[Object detection data]
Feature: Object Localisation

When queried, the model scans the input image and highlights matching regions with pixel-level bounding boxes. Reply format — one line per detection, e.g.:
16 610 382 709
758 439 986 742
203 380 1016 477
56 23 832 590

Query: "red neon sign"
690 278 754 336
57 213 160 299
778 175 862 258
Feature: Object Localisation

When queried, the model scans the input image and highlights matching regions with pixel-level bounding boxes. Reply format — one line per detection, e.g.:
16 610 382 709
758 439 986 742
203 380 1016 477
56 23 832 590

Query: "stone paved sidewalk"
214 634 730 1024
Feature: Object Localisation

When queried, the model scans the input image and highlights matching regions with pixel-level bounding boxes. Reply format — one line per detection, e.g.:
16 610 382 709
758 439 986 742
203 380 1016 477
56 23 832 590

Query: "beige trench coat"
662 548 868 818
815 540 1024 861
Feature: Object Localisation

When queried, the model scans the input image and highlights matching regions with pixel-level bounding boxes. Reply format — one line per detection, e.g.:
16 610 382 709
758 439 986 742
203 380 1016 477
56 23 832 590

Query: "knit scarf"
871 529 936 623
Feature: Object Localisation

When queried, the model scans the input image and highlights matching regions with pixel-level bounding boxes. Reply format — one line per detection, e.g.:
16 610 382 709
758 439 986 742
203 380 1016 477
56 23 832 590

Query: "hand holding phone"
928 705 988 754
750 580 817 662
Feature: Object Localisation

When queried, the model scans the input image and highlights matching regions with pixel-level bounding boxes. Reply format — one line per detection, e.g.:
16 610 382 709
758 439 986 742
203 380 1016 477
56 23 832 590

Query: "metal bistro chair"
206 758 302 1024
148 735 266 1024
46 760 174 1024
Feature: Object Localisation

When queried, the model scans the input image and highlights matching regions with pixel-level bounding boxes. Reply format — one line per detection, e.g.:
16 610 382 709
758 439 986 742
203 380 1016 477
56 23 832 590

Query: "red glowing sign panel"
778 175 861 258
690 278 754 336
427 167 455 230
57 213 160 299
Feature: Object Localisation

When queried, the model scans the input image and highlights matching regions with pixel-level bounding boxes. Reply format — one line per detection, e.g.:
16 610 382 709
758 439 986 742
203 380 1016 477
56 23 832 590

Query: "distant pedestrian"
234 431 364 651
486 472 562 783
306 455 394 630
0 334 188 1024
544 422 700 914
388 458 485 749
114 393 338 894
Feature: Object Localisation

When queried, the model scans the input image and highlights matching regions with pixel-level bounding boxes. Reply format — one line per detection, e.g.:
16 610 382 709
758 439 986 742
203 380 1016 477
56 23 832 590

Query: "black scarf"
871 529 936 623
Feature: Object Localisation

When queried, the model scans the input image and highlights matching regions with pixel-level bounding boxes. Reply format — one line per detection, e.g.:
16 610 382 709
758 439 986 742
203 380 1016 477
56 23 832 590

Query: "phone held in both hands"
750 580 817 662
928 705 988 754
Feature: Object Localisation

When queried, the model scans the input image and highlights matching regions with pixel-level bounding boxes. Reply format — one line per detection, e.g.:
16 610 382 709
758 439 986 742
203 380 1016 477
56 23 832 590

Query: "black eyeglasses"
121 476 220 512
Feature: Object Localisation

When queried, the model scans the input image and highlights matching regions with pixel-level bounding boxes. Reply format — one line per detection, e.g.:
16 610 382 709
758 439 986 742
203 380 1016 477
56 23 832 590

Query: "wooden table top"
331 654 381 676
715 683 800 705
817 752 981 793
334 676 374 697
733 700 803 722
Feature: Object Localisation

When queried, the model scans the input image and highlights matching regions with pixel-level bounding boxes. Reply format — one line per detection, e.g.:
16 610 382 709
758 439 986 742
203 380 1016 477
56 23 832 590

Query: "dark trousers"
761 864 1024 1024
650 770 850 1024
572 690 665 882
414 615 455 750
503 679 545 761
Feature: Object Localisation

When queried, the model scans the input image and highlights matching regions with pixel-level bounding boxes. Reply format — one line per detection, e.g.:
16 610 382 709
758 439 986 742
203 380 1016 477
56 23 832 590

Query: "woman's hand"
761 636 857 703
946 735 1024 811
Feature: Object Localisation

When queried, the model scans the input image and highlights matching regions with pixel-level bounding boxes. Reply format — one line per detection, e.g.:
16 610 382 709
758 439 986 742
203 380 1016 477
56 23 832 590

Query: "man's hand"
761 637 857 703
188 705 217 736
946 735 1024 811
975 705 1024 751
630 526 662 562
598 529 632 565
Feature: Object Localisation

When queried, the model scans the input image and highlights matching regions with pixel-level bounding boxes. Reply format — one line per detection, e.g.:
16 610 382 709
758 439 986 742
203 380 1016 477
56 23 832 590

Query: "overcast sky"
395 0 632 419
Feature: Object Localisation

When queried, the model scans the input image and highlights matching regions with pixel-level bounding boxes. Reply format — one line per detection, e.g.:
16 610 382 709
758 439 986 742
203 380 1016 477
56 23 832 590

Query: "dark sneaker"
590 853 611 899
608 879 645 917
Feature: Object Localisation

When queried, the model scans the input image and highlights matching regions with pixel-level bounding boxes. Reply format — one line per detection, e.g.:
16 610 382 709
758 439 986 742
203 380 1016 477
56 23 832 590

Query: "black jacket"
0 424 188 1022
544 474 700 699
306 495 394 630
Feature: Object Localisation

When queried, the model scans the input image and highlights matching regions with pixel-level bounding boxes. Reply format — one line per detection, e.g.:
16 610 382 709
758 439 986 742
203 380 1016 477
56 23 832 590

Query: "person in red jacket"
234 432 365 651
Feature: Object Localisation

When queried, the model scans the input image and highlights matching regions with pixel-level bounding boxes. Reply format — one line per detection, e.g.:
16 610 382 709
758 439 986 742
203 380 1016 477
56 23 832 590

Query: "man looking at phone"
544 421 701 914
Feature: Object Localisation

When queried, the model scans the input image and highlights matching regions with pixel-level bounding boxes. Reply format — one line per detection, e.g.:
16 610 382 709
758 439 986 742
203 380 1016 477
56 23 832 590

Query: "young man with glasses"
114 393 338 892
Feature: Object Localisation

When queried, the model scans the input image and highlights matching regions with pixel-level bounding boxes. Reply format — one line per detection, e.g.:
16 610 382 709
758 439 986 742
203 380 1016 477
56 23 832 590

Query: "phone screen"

§ **Instruction**
Pull out each line of the material above that contains the string "sign", matching case exactly.

§ **Solution**
Query: "red neon sign"
Query: "red glowing sign panel"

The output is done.